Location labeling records

########

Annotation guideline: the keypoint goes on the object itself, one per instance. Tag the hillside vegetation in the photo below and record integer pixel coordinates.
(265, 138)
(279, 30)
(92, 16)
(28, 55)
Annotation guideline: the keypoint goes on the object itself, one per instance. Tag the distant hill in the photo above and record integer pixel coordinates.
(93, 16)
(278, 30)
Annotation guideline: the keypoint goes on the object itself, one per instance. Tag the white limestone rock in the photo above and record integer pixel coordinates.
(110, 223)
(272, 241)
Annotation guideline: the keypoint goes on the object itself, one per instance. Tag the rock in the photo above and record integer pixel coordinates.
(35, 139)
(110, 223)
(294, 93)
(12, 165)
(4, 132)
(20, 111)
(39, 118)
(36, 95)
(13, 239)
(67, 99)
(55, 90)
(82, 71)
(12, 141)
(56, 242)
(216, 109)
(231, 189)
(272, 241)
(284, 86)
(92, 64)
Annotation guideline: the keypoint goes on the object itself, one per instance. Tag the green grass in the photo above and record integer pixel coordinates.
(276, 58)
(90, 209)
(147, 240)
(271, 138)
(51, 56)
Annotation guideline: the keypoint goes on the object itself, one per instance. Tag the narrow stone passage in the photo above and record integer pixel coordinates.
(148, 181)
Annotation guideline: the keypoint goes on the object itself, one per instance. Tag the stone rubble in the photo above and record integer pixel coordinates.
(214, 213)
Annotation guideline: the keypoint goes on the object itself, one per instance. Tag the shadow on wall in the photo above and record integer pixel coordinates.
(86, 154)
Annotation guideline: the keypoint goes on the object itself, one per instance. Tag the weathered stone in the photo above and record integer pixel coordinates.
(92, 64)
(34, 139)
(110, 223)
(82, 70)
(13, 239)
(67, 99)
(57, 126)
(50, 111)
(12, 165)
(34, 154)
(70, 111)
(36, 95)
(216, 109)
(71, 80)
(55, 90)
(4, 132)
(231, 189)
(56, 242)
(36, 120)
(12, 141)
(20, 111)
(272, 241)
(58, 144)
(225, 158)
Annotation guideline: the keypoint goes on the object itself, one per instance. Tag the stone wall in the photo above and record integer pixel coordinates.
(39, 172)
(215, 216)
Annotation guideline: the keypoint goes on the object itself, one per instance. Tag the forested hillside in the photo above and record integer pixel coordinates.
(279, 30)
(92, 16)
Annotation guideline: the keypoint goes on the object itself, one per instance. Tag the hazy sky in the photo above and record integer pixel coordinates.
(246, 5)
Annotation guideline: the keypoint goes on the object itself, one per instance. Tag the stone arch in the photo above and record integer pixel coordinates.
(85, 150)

########

* [TO DO]: Exactly reproduce every line found in the records.

* [RESPONSE TO THE EXERCISE]:
Annotation guideline: the keypoint goes on the object itself, one per instance. Tag the hillside vegetation in the photo below and record integer pixel coordinates.
(265, 138)
(279, 30)
(92, 16)
(28, 55)
Annotation guideline: the keypoint goes on the object itself, one per instance. Tag the distant hill in the photo above and record integer pixel coordinates.
(93, 16)
(278, 30)
Annotation guideline: the keypoint goes on the object itself, one per instance. Tag the white limestone rock in the photo above and record integer pixel coordinates.
(110, 223)
(272, 241)
Annotation guideline: the keypoint goes on the object itself, one per instance. Tag the rock in the photo above and record integer pixel coordinates.
(35, 139)
(110, 223)
(294, 93)
(12, 165)
(4, 132)
(20, 111)
(39, 118)
(36, 95)
(13, 239)
(67, 99)
(55, 90)
(82, 71)
(12, 141)
(56, 242)
(216, 109)
(231, 189)
(272, 241)
(284, 86)
(92, 64)
Annotation guideline: the keypoint goes on the object itself, one per instance. Tag the green grass in the photo above and record integer pixel coordinates.
(276, 58)
(90, 209)
(147, 240)
(271, 138)
(51, 56)
Annotation guideline: the keypoint goes on the object itself, one per instance. Tag the narrow stone passage in the photo above and record integer pixel coordinates.
(148, 181)
Annotation guideline: the keypoint goes on the object itself, one per instance. Tag the stone rubble in the photo above and record integer pixel coordinates.
(214, 213)
Annotation guideline: the keypoint goes on the object itself, one per instance. Tag the shadow on wall in the photo above and record integer pixel coordinates.
(86, 154)
Annotation guideline: the keypoint goes on the object itself, one per instance. Tag the weathered stone in the photo above and record integer pixel coordinates.
(92, 64)
(34, 139)
(110, 223)
(82, 70)
(13, 239)
(67, 99)
(57, 126)
(50, 111)
(12, 165)
(34, 154)
(70, 111)
(36, 95)
(216, 109)
(71, 80)
(55, 90)
(4, 132)
(231, 189)
(56, 242)
(36, 120)
(12, 141)
(20, 111)
(272, 241)
(58, 144)
(225, 158)
Annotation guideline: the keypoint goes on the object itself, one per instance. Tag the stone wall in the photo above and record integer pixel coordinates.
(39, 172)
(215, 216)
Annotation guideline: the keypoint goes on the object itself, one per instance. Tag the forested hillside in the photo above and record integer pixel coordinates.
(279, 30)
(92, 16)
Annotation guideline: the keypoint goes on the object itself, one per instance. Tag the hazy sky in the photo above and record integer pixel coordinates.
(246, 5)
Annotation guideline: the keypoint goes on the object itself, one per instance. Tag the stone arch in the photo above and record integer pixel coordinates.
(85, 150)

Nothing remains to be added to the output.